-- BEGIN MATERIAL FOR THE TASK --

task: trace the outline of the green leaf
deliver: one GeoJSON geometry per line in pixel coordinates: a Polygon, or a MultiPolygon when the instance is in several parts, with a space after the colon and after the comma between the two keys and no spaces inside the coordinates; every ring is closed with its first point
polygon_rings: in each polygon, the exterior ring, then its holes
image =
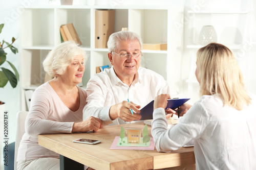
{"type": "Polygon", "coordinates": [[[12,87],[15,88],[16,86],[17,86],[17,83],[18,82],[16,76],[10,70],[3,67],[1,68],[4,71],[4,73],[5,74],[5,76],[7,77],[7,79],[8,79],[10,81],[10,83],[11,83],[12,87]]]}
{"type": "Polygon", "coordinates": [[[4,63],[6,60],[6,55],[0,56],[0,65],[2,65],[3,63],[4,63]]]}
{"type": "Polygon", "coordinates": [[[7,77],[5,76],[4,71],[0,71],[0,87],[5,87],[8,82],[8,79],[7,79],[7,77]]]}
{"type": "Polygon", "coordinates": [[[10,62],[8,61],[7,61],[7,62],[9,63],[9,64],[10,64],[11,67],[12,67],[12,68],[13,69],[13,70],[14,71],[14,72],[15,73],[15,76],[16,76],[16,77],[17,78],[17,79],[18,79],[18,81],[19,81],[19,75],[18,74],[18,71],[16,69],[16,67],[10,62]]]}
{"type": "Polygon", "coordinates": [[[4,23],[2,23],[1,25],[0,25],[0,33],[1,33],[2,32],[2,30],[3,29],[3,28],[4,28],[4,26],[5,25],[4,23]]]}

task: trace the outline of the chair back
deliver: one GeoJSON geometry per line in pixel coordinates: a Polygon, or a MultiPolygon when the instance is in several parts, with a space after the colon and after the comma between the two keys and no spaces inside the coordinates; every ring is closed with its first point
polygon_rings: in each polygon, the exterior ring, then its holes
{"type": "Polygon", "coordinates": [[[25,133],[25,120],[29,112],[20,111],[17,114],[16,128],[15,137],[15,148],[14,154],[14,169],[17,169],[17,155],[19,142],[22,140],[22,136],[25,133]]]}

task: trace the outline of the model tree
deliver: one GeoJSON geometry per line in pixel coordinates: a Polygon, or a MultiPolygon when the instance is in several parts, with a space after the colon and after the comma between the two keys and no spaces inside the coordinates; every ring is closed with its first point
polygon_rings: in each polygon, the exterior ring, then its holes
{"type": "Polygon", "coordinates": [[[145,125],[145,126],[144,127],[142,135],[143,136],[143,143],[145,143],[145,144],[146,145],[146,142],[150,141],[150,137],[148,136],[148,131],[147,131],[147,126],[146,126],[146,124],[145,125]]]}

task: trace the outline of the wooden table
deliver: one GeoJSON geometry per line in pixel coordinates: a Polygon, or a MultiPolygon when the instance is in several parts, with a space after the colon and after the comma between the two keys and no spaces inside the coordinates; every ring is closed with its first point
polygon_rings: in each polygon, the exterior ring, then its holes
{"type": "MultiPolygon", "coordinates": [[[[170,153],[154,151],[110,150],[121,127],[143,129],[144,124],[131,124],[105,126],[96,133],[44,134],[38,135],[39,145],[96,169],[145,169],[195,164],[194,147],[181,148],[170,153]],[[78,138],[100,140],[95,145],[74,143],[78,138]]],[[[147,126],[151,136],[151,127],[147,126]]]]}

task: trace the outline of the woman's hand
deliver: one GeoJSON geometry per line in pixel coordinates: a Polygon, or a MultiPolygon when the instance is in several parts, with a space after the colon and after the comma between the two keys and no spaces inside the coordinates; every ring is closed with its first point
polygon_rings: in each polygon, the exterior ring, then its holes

-- END MATERIAL FOR THE TASK --

#### YOUR GOAL
Reproduce all of the records above verbatim, line by line, leaving out the pictures.

#### SOLUTION FOR THIS TASK
task: trace the outline of the green leaf
deliver: one GeoJSON geometry per line in pixel coordinates: a Polygon, or a MultiPolygon when the instance is in several parts, with a space after the colon and after the comma between the two keys and no spaces inside the coordinates; every ring is closed with its first point
polygon_rings: in each polygon, the exterior ring, then its holes
image =
{"type": "Polygon", "coordinates": [[[12,87],[15,88],[16,86],[17,86],[17,83],[18,82],[16,76],[10,70],[3,67],[1,68],[4,71],[4,73],[5,74],[5,76],[7,77],[7,79],[8,79],[10,81],[10,83],[11,83],[12,87]]]}
{"type": "Polygon", "coordinates": [[[4,63],[6,60],[6,55],[0,56],[0,65],[2,65],[3,63],[4,63]]]}
{"type": "Polygon", "coordinates": [[[7,77],[5,76],[4,71],[0,71],[0,87],[5,87],[8,82],[8,79],[7,79],[7,77]]]}
{"type": "Polygon", "coordinates": [[[10,62],[8,61],[7,61],[7,62],[9,63],[9,64],[10,64],[11,67],[12,67],[12,68],[13,69],[13,70],[14,71],[14,72],[15,73],[15,76],[16,76],[16,77],[17,78],[17,79],[18,79],[18,81],[19,81],[19,75],[18,74],[18,71],[16,69],[16,67],[10,62]]]}
{"type": "Polygon", "coordinates": [[[4,23],[2,23],[1,25],[0,25],[0,33],[1,33],[2,32],[2,30],[3,29],[3,28],[4,28],[4,26],[5,25],[4,23]]]}

task: trace the outline of the chair back
deliver: one GeoJSON geometry per line in pixel coordinates: a Polygon, or a MultiPolygon when the instance is in several parts, with a space after the colon and after the comma between the two keys and no spaces inside the coordinates; every ring is closed with its first point
polygon_rings: in each polygon, the exterior ring, then its holes
{"type": "Polygon", "coordinates": [[[25,133],[25,120],[29,112],[20,111],[17,114],[16,128],[15,137],[15,148],[14,154],[14,169],[17,169],[17,155],[19,142],[22,140],[22,136],[25,133]]]}

task: trace the outline of the model tree
deliver: one GeoJSON geometry per line in pixel coordinates: a Polygon, or a MultiPolygon when the instance is in several parts, with a space after the colon and after the comma between the two keys and no spaces inside the coordinates; every ring is closed with its first point
polygon_rings: in each polygon, the exterior ring, then its holes
{"type": "Polygon", "coordinates": [[[145,125],[145,126],[144,127],[142,135],[143,136],[143,143],[145,143],[145,144],[146,145],[146,142],[150,141],[150,137],[148,136],[148,131],[147,131],[147,126],[146,126],[146,124],[145,125]]]}

task: trace the outline of the wooden table
deliver: one GeoJSON geometry per line in pixel coordinates: a Polygon, or a MultiPolygon when the instance is in several parts, with a space after the colon and after the comma between the two keys and no spaces inside the coordinates; every ring is closed with its first point
polygon_rings: in each polygon, the exterior ring, then its holes
{"type": "MultiPolygon", "coordinates": [[[[170,153],[154,151],[110,150],[121,127],[143,129],[144,124],[131,124],[105,126],[96,133],[44,134],[38,135],[39,145],[96,169],[145,169],[195,164],[194,147],[181,148],[170,153]],[[78,138],[100,140],[95,145],[74,143],[78,138]]],[[[147,126],[151,136],[151,127],[147,126]]]]}

task: trace the outline of the woman's hand
deliver: one GeoJSON geometry per line in pixel coordinates: a Polygon, or a MultiPolygon when the instance is in several parts, with a space after the colon and after the comma between the two keys and no spaces inside the coordinates; every ring is closed with its first point
polygon_rings: in each polygon, the exterior ring, then its holes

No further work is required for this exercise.